**PROMPT**
Copy each line exactly.

* * *

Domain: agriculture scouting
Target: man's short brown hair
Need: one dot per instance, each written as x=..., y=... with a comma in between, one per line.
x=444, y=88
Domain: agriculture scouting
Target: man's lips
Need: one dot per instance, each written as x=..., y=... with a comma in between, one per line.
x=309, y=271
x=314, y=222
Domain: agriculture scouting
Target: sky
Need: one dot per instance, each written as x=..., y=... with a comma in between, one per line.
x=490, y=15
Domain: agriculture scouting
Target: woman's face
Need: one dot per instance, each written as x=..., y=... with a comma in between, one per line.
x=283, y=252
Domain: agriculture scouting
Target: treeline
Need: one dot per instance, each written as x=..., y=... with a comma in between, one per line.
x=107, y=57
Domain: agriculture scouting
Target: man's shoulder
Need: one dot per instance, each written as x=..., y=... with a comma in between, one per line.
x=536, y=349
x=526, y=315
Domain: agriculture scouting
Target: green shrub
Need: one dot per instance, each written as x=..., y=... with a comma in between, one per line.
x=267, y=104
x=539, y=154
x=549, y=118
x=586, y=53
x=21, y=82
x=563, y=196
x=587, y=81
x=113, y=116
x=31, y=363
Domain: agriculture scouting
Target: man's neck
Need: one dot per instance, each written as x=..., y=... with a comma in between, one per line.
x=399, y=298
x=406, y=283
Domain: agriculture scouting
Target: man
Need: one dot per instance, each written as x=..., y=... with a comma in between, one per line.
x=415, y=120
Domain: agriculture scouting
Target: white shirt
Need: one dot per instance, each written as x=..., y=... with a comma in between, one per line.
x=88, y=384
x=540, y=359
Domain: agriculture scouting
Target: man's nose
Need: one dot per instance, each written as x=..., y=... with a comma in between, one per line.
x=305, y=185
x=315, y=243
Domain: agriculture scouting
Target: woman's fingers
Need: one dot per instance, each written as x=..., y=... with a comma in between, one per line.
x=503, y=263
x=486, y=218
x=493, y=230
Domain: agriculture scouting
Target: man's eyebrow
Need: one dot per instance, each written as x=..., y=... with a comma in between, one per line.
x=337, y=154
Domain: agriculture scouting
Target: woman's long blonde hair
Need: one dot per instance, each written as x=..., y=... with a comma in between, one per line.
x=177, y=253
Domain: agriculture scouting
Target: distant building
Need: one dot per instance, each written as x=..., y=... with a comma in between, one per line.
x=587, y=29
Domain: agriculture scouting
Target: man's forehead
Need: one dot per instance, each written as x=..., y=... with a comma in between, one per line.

* * *

**WORKED SOLUTION**
Domain: agriculture scouting
Target: man's short brown hair
Need: one dot per instance, each written as x=..., y=... with a comma in between, one per line.
x=444, y=88
Domain: agriculture scouting
Target: man's lips
Need: one dot per instance, each written as x=..., y=... with a comma in between, one per line.
x=309, y=271
x=314, y=222
Domain: agriculture scouting
Target: sky
Need: one dot per instance, each written as x=..., y=... with a comma in between, one per line.
x=490, y=15
Domain: agriculture scouting
Target: woman's face
Need: one dot per instance, each written as x=..., y=... with a comma in between, one per line.
x=283, y=252
Domain: agriculture scouting
Target: treeline
Need: one dot per instance, each written as x=..., y=... with a comma in between, one per line.
x=107, y=57
Domain: agriculture scouting
Target: man's shoulder
Need: one dot per instance, each written as x=..., y=... with a comma in between, one per line.
x=536, y=349
x=526, y=315
Domain: agriculture scouting
Target: green shrub
Need: one dot per instance, each written as x=..., y=... with a comma in between, one per line.
x=267, y=104
x=539, y=154
x=549, y=118
x=586, y=53
x=21, y=82
x=563, y=196
x=587, y=81
x=113, y=116
x=31, y=363
Domain: agriculture scouting
Target: man's neck
Need: one dot per instance, each written as x=..., y=... with a comma in between, one per line.
x=399, y=298
x=406, y=283
Domain: agriculture scouting
Target: man
Need: one dot per instance, each written as x=..., y=... with a comma in between, one per line.
x=415, y=120
Domain: agriculture scouting
Target: white shirt
Need: one dot per instance, each written as x=..., y=... with a comma in between, one per line.
x=88, y=384
x=540, y=359
Domain: agriculture scouting
Target: man's nose
Need: one dot per instance, each written as x=..., y=... with a comma in between, one per line.
x=305, y=185
x=315, y=243
Domain: agriculture scouting
Target: woman's fingers
Need: one dot per instance, each written as x=..., y=... with a comma in between, one per line.
x=503, y=263
x=486, y=218
x=493, y=230
Domain: agriculture scouting
Target: man's eyebrow
Need: one dot per instance, each written as x=..., y=... with a comma in between, one per line.
x=337, y=154
Domain: agriculture scouting
Target: woman's long blonde hair
Need: one dot per instance, each written as x=..., y=... with a comma in between, one per line.
x=177, y=253
Domain: agriculture scouting
Target: distant building
Need: one dot per instance, each written as x=..., y=... with a comma in between, one per line.
x=587, y=29
Domain: agriculture scouting
Target: man's forehead
Need: one dot per instance, each written as x=..., y=... with a comma in between, one per line.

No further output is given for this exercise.